(TASK STATEMENT) An exact copy of the lines from the top of the data through the line with "13L222 5V68L161 88L203" is what you should give, with no pictures in it.

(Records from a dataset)
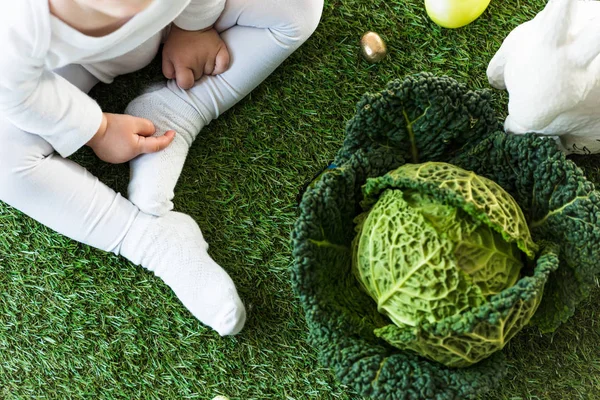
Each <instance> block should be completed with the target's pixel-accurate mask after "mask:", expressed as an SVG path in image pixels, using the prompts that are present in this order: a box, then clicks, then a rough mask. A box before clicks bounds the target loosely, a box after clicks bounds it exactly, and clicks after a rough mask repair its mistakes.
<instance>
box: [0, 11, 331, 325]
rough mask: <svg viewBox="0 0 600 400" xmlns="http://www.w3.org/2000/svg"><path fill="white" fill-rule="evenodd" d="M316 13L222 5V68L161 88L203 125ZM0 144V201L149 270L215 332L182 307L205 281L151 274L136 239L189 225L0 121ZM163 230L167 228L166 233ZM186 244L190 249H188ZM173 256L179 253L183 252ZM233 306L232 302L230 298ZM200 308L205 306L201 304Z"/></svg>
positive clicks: (232, 311)
mask: <svg viewBox="0 0 600 400" xmlns="http://www.w3.org/2000/svg"><path fill="white" fill-rule="evenodd" d="M322 7H323V0H228V1H227V4H226V7H225V10H224V12H223V14H222V15H221V17H220V19H219V20H218V21H217V23H216V25H215V27H216V29H217V30H218V31H219V32H220V33H221V36H222V38H223V39H224V41H225V43H226V44H227V47H228V49H229V52H230V55H231V66H230V69H229V70H228V71H227V72H225V73H223V74H221V75H219V76H207V77H203V78H202V79H201V80H199V81H198V82H196V85H195V86H194V87H193V88H192V89H190V90H188V91H183V90H181V89H179V88H178V87H177V85H176V84H175V82H173V81H171V82H169V83H168V85H167V87H168V88H169V89H170V90H171V91H173V92H174V93H175V94H177V95H178V96H179V97H181V98H184V99H186V101H187V102H188V103H189V104H190V105H191V106H192V107H193V108H195V109H196V110H198V112H199V113H200V114H201V115H202V117H203V118H204V119H205V121H204V122H205V123H208V122H210V121H211V120H212V119H214V118H216V117H218V116H219V115H220V114H221V113H223V112H224V111H225V110H227V109H228V108H230V107H231V106H233V105H234V104H235V103H237V102H238V101H239V100H240V99H242V98H243V97H244V96H246V95H247V94H248V93H249V92H250V91H251V90H252V89H254V88H255V87H256V86H257V85H258V84H260V83H261V82H262V81H263V80H264V79H265V78H266V77H267V76H268V75H269V74H271V73H272V72H273V70H274V69H275V68H277V66H278V65H279V64H280V63H281V62H282V61H283V60H285V58H286V57H288V56H289V55H290V54H291V53H292V52H293V51H294V50H296V49H297V48H298V47H299V46H300V45H301V44H302V43H303V42H304V41H305V40H306V39H307V38H308V37H309V36H310V35H311V34H312V32H313V31H314V30H315V28H316V26H317V24H318V21H319V18H320V15H321V10H322ZM55 72H57V73H59V74H60V75H62V76H63V77H65V78H66V79H67V80H69V81H70V82H71V83H73V84H74V85H76V86H77V87H79V88H80V89H81V90H82V91H84V92H88V91H89V90H90V89H91V88H92V87H93V86H94V85H95V84H96V83H97V82H98V80H97V79H96V78H95V77H94V76H93V75H91V74H90V72H88V71H87V70H86V69H84V68H83V67H81V66H80V65H69V66H67V67H64V68H62V69H60V70H58V71H55ZM0 143H2V146H1V147H0V200H2V201H4V202H6V203H8V204H10V205H11V206H13V207H15V208H17V209H18V210H20V211H22V212H24V213H25V214H27V215H29V216H30V217H32V218H34V219H35V220H37V221H39V222H40V223H42V224H44V225H46V226H48V227H50V228H52V229H53V230H55V231H57V232H59V233H61V234H63V235H66V236H68V237H70V238H72V239H74V240H76V241H79V242H82V243H85V244H87V245H90V246H93V247H96V248H99V249H102V250H105V251H110V252H113V253H115V254H121V255H123V256H125V257H126V258H128V259H130V260H131V261H133V262H134V263H136V264H141V265H143V266H144V267H145V268H148V269H150V270H152V271H154V272H155V273H156V274H157V275H158V276H160V277H161V278H163V279H164V280H165V282H166V283H167V284H168V285H169V286H170V287H171V288H173V290H174V291H175V293H176V294H177V296H178V297H179V298H180V299H181V300H182V302H183V303H184V304H185V305H186V307H188V309H190V311H191V312H192V313H193V314H194V315H196V316H197V317H198V318H199V319H201V320H203V322H205V323H207V324H208V325H210V326H213V328H215V326H218V323H212V321H211V320H210V319H209V318H205V317H203V315H204V314H202V313H203V312H204V311H203V308H206V307H213V306H215V305H214V304H199V305H194V304H189V303H190V301H191V302H192V303H193V302H194V301H199V300H198V299H199V298H201V295H202V294H201V293H200V294H199V293H194V292H193V291H201V290H204V289H206V288H207V287H210V286H211V282H194V281H193V280H194V279H197V280H210V279H211V275H210V274H208V275H207V274H190V273H189V271H182V270H181V268H179V269H178V268H173V269H171V270H169V271H170V272H169V271H167V272H164V271H162V270H161V271H162V272H160V274H159V272H158V271H159V270H160V268H163V267H161V266H159V265H158V264H160V263H162V262H163V261H164V257H170V256H165V255H164V254H157V253H160V252H158V251H157V250H156V248H155V247H154V245H155V243H153V240H150V239H146V240H138V239H139V238H141V237H154V238H155V240H160V239H159V238H160V235H158V234H157V233H158V232H154V234H147V232H149V231H152V229H153V226H154V225H156V226H157V228H156V229H158V226H160V228H161V230H164V229H165V226H166V225H169V224H171V225H172V224H177V223H181V224H189V223H190V221H189V220H187V219H185V218H183V217H182V216H181V215H179V216H173V215H171V214H175V213H171V214H169V216H168V218H159V217H153V216H149V215H148V214H146V213H144V212H141V211H140V209H139V208H138V207H137V206H135V205H134V204H132V203H131V202H130V201H129V200H127V199H126V198H124V197H122V196H121V195H120V194H118V193H116V192H115V191H113V190H112V189H110V188H109V187H108V186H106V185H105V184H103V183H101V182H100V181H99V180H98V179H97V178H96V177H95V176H93V175H92V174H90V173H89V172H88V171H87V170H86V169H84V168H83V167H81V166H80V165H78V164H76V163H74V162H73V161H70V160H68V159H64V158H62V157H61V156H59V155H58V154H57V153H56V152H55V151H54V149H53V148H52V146H50V144H48V142H46V141H45V140H44V139H42V138H41V137H40V136H37V135H33V134H29V133H26V132H23V131H22V130H20V129H18V128H16V127H14V126H13V125H12V124H10V123H9V122H7V121H6V120H3V119H0ZM190 226H191V225H190ZM156 229H155V231H156ZM171 229H174V228H173V227H172V226H171ZM190 229H191V230H190V233H189V235H188V236H189V237H190V238H193V240H192V239H189V240H192V241H193V242H195V243H197V242H198V241H200V242H202V243H197V244H196V245H197V246H199V247H201V248H202V249H203V251H205V250H206V247H207V245H206V243H205V242H203V239H202V235H201V234H200V233H199V231H198V232H195V231H194V228H193V227H192V228H190ZM174 231H175V232H176V231H177V230H176V229H174ZM181 240H182V243H172V244H169V245H168V246H165V251H166V252H168V251H169V250H172V248H171V247H172V246H180V247H181V246H184V247H185V246H187V243H188V242H186V240H188V239H186V238H183V239H181ZM189 240H188V241H189ZM190 245H191V246H193V244H191V242H190ZM177 251H178V252H179V253H181V254H187V249H186V248H181V249H177ZM171 252H172V251H171ZM179 253H178V254H179ZM176 256H177V257H180V256H179V255H176ZM161 257H162V258H161ZM181 257H187V255H185V256H181ZM192 258H193V257H192ZM187 261H189V260H187V259H186V262H187ZM190 262H191V261H190ZM202 262H204V261H202ZM191 263H192V264H193V262H191ZM179 264H186V263H181V262H179ZM188 264H189V263H188ZM215 265H216V264H215ZM192 267H193V265H192ZM164 268H166V267H164ZM190 268H191V267H190ZM173 271H174V272H173ZM161 274H162V275H161ZM165 274H166V275H165ZM169 274H171V275H169ZM163 275H165V276H166V278H165V276H163ZM227 278H228V277H227ZM219 279H223V277H221V278H219ZM178 281H185V282H178ZM213 283H214V282H213ZM220 283H221V281H218V282H217V288H216V289H213V290H217V289H218V285H219V284H220ZM213 286H214V285H213ZM224 286H227V285H224ZM182 288H183V289H182ZM178 290H179V291H180V292H178ZM234 290H235V288H234ZM190 291H191V293H190ZM184 292H185V293H184ZM236 296H237V294H236ZM217 297H218V296H217ZM184 298H185V299H184ZM228 298H229V297H228ZM186 299H188V300H186ZM190 299H191V300H190ZM234 300H235V301H234V302H239V299H237V297H236V299H234ZM200 301H201V302H204V303H206V300H202V299H201V300H200ZM232 301H233V300H232ZM194 307H195V308H194ZM217 311H218V312H217ZM230 311H231V310H216V311H215V313H221V314H223V313H229V314H231V313H232V312H234V311H231V312H230ZM213 314H214V313H213ZM230 317H231V315H230ZM211 318H212V317H211ZM238 322H239V321H238ZM234 323H235V321H234ZM242 324H243V321H242ZM230 328H231V329H229V328H227V327H225V328H223V327H222V328H221V329H219V328H215V329H217V330H218V331H219V333H222V334H223V332H224V333H225V334H229V333H232V331H235V330H237V328H236V327H230ZM228 329H229V330H228ZM233 333H235V332H233Z"/></svg>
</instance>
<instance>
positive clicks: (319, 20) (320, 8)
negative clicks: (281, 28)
mask: <svg viewBox="0 0 600 400" xmlns="http://www.w3.org/2000/svg"><path fill="white" fill-rule="evenodd" d="M298 3H300V4H299V11H298V12H299V15H302V16H303V24H302V34H303V36H305V37H304V39H308V37H310V36H311V35H312V34H313V32H314V31H315V30H316V29H317V26H318V25H319V22H320V21H321V15H322V13H323V0H299V1H298Z"/></svg>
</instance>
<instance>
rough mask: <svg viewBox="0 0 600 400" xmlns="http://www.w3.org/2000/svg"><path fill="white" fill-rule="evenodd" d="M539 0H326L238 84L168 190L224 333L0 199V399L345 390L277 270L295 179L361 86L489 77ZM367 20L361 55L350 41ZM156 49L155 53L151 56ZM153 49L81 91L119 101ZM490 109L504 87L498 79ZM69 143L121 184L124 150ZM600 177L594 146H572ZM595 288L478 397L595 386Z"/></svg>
mask: <svg viewBox="0 0 600 400" xmlns="http://www.w3.org/2000/svg"><path fill="white" fill-rule="evenodd" d="M544 4H545V1H543V0H533V1H523V0H522V1H495V0H492V4H491V5H490V7H489V9H488V10H487V11H486V13H485V14H484V15H483V16H482V17H481V18H480V19H479V20H477V21H476V22H475V23H473V24H471V25H470V26H468V27H466V28H462V29H459V30H446V29H441V28H439V27H437V26H436V25H434V24H433V23H431V22H430V21H429V19H428V18H427V16H426V14H425V11H424V6H423V4H422V2H420V1H415V0H410V1H400V0H394V1H382V0H343V1H331V0H328V1H326V5H325V9H324V13H323V18H322V22H321V25H320V26H319V28H318V30H317V32H316V33H315V34H314V35H313V37H312V38H311V39H309V41H308V42H307V43H306V44H305V45H304V46H303V47H302V48H301V49H300V50H299V51H297V52H296V53H294V55H293V56H292V57H290V58H289V59H288V60H287V61H286V62H285V63H284V64H283V65H282V66H281V67H280V68H279V69H278V70H277V71H276V73H274V74H273V75H272V76H271V77H269V79H268V80H267V81H265V82H264V83H263V84H262V85H261V86H260V87H259V88H258V89H256V90H255V91H254V92H253V93H252V94H251V95H250V96H249V97H248V98H246V99H245V100H243V101H242V102H241V103H240V104H239V105H237V106H236V107H235V108H233V109H232V110H230V111H229V112H227V113H226V114H225V115H223V116H222V117H221V118H220V119H219V120H217V121H215V122H213V123H212V124H210V125H209V126H208V127H207V128H205V129H204V130H203V132H201V134H200V135H199V137H198V139H197V141H196V143H195V144H194V146H193V148H192V149H191V152H190V156H189V158H188V161H187V164H186V166H185V169H184V171H183V175H182V178H181V180H180V182H179V185H178V187H177V190H176V195H177V197H176V201H175V203H176V209H177V210H178V211H182V212H186V213H189V214H190V215H192V216H193V217H194V218H195V219H196V220H197V221H198V223H199V224H200V226H201V227H202V229H203V232H204V234H205V237H206V238H207V240H208V242H209V243H210V246H211V248H210V252H211V254H212V256H213V257H214V258H215V259H216V260H217V262H218V263H220V264H221V265H222V266H223V267H224V268H225V269H227V270H228V271H229V273H230V274H231V276H232V277H233V279H234V281H235V282H236V283H237V286H238V289H239V292H240V295H241V297H242V298H243V300H244V301H245V303H246V305H247V308H248V312H249V313H248V318H249V319H248V323H247V325H246V328H245V330H244V331H243V333H242V334H241V335H239V336H237V337H235V338H226V339H221V338H219V337H218V335H217V334H216V333H214V332H212V331H210V330H208V329H206V328H205V327H204V326H202V325H201V324H200V323H199V322H197V321H196V320H194V319H193V317H192V316H191V315H190V314H189V313H188V312H187V311H186V310H185V309H184V308H183V306H181V305H180V303H179V302H178V301H177V299H176V298H175V296H174V295H173V294H172V293H171V291H170V290H169V289H168V288H167V287H166V286H165V285H164V284H163V283H162V282H161V281H160V280H159V279H157V278H155V277H154V276H153V275H152V274H151V273H149V272H147V271H145V270H143V269H142V268H140V267H135V266H132V265H131V264H129V263H127V262H126V261H124V260H123V259H121V258H118V257H115V256H113V255H109V254H105V253H102V252H100V251H97V250H94V249H91V248H89V247H87V246H83V245H80V244H77V243H75V242H73V241H71V240H68V239H66V238H64V237H61V236H60V235H57V234H55V233H52V232H51V231H50V230H48V229H47V228H45V227H43V226H41V225H39V224H37V223H36V222H34V221H32V220H31V219H29V218H27V217H25V216H23V215H22V214H21V213H19V212H18V211H16V210H14V209H12V208H10V207H8V206H6V205H4V204H0V232H2V233H1V234H0V398H2V399H33V398H36V399H55V398H56V399H66V398H88V397H90V398H95V399H121V398H125V399H132V398H144V399H191V398H194V399H211V398H212V397H213V396H215V395H218V394H222V395H227V396H229V397H230V398H231V399H232V400H233V399H244V400H246V399H247V400H250V399H358V397H356V396H353V394H352V393H351V392H348V391H347V389H346V388H344V387H342V386H340V385H338V384H337V383H336V382H335V380H334V379H333V377H332V376H331V374H330V373H329V372H328V371H327V370H324V369H322V368H320V367H319V365H318V364H317V362H316V355H315V353H314V351H313V349H312V348H310V347H309V346H308V345H307V344H306V338H307V331H306V328H305V325H304V319H303V314H302V310H301V309H300V308H299V306H298V304H297V303H296V301H295V299H294V295H293V293H292V291H291V287H290V283H289V272H288V271H289V268H290V264H291V261H292V260H291V249H290V244H289V232H290V230H291V227H292V225H293V223H294V220H295V216H296V210H295V206H296V195H297V193H298V191H299V189H300V188H301V187H302V185H303V184H304V183H305V182H306V181H307V180H309V179H311V178H312V177H313V176H314V175H315V174H316V173H317V172H319V171H320V170H321V169H322V168H323V167H325V166H326V165H327V164H328V163H329V161H330V160H331V159H332V158H333V156H334V154H335V152H336V151H337V149H338V148H339V147H340V146H341V143H342V140H343V137H344V125H345V122H346V121H347V120H348V119H350V118H351V117H352V115H353V113H354V107H355V104H356V102H357V101H358V99H359V98H360V96H361V94H362V93H364V92H366V91H378V90H379V89H381V88H382V87H383V86H384V85H385V83H387V82H388V81H389V80H390V79H393V78H401V77H403V76H404V75H405V74H410V73H415V72H419V71H429V72H433V73H436V74H447V75H449V76H451V77H453V78H455V79H457V80H459V81H461V82H464V83H466V84H468V85H469V87H471V88H485V87H488V84H487V79H486V76H485V69H486V66H487V63H488V62H489V60H490V59H491V57H492V56H493V54H494V53H495V51H496V50H497V49H498V47H499V46H500V43H501V41H502V39H503V38H504V37H505V36H506V35H507V34H508V32H510V30H511V29H513V28H514V27H515V26H517V25H518V24H520V23H522V22H524V21H526V20H528V19H530V18H532V17H533V16H534V15H535V13H536V12H538V11H539V10H541V9H542V8H543V6H544ZM368 30H374V31H376V32H378V33H380V34H381V36H382V37H383V38H384V40H385V41H386V42H387V44H388V47H389V56H388V57H387V58H386V59H385V60H384V61H383V62H382V63H380V64H376V65H370V64H367V63H366V62H365V61H363V60H362V59H361V58H360V56H359V46H358V42H359V40H360V37H361V35H362V34H363V33H364V32H365V31H368ZM157 61H158V60H157ZM160 79H161V75H160V65H159V63H158V62H155V63H153V64H152V65H151V66H150V67H148V68H147V69H145V70H143V71H140V72H139V73H136V74H133V75H130V76H125V77H122V78H119V79H117V81H116V82H115V83H114V84H112V85H110V86H99V87H97V88H96V89H94V91H93V92H92V96H94V97H95V98H97V99H98V101H99V102H100V103H101V104H102V105H103V107H104V109H105V111H107V112H122V111H123V109H124V107H125V105H126V104H127V102H128V101H129V100H131V98H132V97H133V96H135V94H136V93H139V91H140V90H141V88H142V87H143V85H145V84H146V83H148V82H150V81H156V80H160ZM496 99H497V101H496V107H497V109H498V111H499V116H500V117H503V116H504V115H505V113H506V111H505V110H506V100H507V98H506V95H505V94H503V93H501V92H496ZM74 159H75V160H76V161H78V162H81V163H82V164H83V165H85V166H86V167H87V168H89V169H90V170H91V171H92V172H93V173H94V174H96V175H98V176H99V177H100V178H101V179H102V180H103V181H104V182H106V183H108V184H109V185H111V186H112V187H114V188H115V189H117V190H119V191H121V192H123V193H124V192H125V188H126V186H127V178H128V168H127V166H124V165H121V166H113V165H107V164H103V163H101V162H99V161H98V160H97V159H96V158H95V157H94V155H93V154H92V153H91V152H89V151H87V150H83V151H81V152H79V153H78V154H76V155H75V157H74ZM574 160H575V161H576V162H577V163H578V164H580V165H581V166H584V167H585V168H586V171H587V173H588V176H589V177H590V178H591V179H593V180H595V181H596V182H600V173H599V170H598V166H599V165H600V158H599V157H596V156H591V157H588V158H575V159H574ZM598 300H600V293H599V291H598V290H596V291H595V292H594V294H593V296H592V297H591V298H590V299H589V301H588V302H586V303H585V304H583V305H582V306H581V307H580V309H579V311H578V312H577V314H576V315H575V316H574V317H573V319H572V320H571V322H570V323H568V324H565V325H564V326H562V327H561V328H560V329H559V330H558V331H557V332H556V333H555V334H553V335H545V336H540V335H539V334H538V333H537V332H536V331H534V330H525V331H524V332H522V333H521V334H520V335H519V336H518V337H517V338H516V339H514V340H513V341H512V342H511V343H510V344H509V346H508V347H507V349H506V350H505V351H506V354H507V356H508V361H509V366H510V369H509V377H508V378H507V379H506V380H505V381H504V383H503V384H502V386H501V387H499V388H498V390H497V391H496V392H494V393H490V394H489V395H487V396H486V397H485V399H514V400H516V399H600V394H599V393H600V346H598V343H600V327H599V326H598V307H597V306H596V304H597V303H598Z"/></svg>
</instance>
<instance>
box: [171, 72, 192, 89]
mask: <svg viewBox="0 0 600 400" xmlns="http://www.w3.org/2000/svg"><path fill="white" fill-rule="evenodd" d="M175 79H177V86H179V87H180V88H182V89H184V90H185V89H190V88H191V87H192V86H194V82H195V81H196V80H195V79H194V71H192V70H191V69H189V68H186V67H179V68H178V67H175Z"/></svg>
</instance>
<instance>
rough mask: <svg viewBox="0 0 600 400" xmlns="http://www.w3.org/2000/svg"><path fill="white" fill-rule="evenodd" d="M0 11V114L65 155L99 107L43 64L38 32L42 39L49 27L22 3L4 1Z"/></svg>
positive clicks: (77, 143)
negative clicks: (50, 145)
mask: <svg viewBox="0 0 600 400" xmlns="http://www.w3.org/2000/svg"><path fill="white" fill-rule="evenodd" d="M23 3H29V2H23ZM23 3H22V4H23ZM10 4H13V2H10ZM5 8H6V9H5ZM0 11H1V12H2V13H3V16H2V17H0V40H2V42H3V43H2V53H3V54H2V57H1V58H0V115H2V116H3V117H4V118H6V119H8V121H10V122H11V123H12V124H13V125H15V126H16V127H18V128H20V129H22V130H24V131H26V132H29V133H33V134H36V135H39V136H41V137H43V138H44V139H45V140H46V141H47V142H48V143H50V144H51V145H52V147H54V149H55V150H56V151H57V152H58V153H59V154H60V155H61V156H63V157H68V156H70V155H71V154H73V153H74V152H75V151H77V150H78V149H79V148H81V147H83V146H84V145H85V144H86V143H87V142H88V141H89V140H90V139H91V138H92V137H93V136H94V134H95V133H96V132H97V130H98V128H99V127H100V125H101V123H102V110H101V109H100V106H99V105H98V104H97V103H96V102H95V101H94V100H93V99H92V98H90V97H89V96H88V95H87V94H85V93H84V92H82V91H81V90H79V89H78V88H77V87H75V86H74V85H73V84H71V83H70V82H69V81H67V80H66V79H64V78H63V77H61V76H59V75H57V74H55V73H54V72H52V71H48V70H47V69H46V68H45V66H44V58H45V55H46V53H47V49H44V42H45V41H47V40H48V39H45V40H43V38H44V36H43V35H46V36H45V38H48V37H49V35H50V32H43V31H42V30H41V29H40V27H39V24H38V25H37V26H36V25H34V22H35V20H34V19H33V18H31V17H30V16H29V15H27V12H26V11H27V7H19V6H17V7H12V6H10V5H9V6H8V7H0ZM7 14H8V15H7ZM11 14H12V15H11ZM32 27H36V28H37V29H32Z"/></svg>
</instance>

(REPLY)
Each <instance> block should be completed with the target's pixel-accurate mask after "mask:", expressed as an SVG path in image pixels, using the prompts that are present in this order: a box, then clicks, then a rough mask. A box before clicks bounds the target loosely, a box after clicks bounds it exactly, and clicks after a rough mask repair its mistakes.
<instance>
box: [0, 11, 331, 325]
rough mask: <svg viewBox="0 0 600 400" xmlns="http://www.w3.org/2000/svg"><path fill="white" fill-rule="evenodd" d="M316 13L222 5V68L161 88L203 125ZM0 144V201L149 270L215 332L182 307L205 281L151 274L136 239L189 225L0 121ZM163 230L167 228L166 233ZM186 244L190 249H188ZM173 256L179 253L183 252ZM233 306L232 302L230 298ZM200 308L205 306L201 304Z"/></svg>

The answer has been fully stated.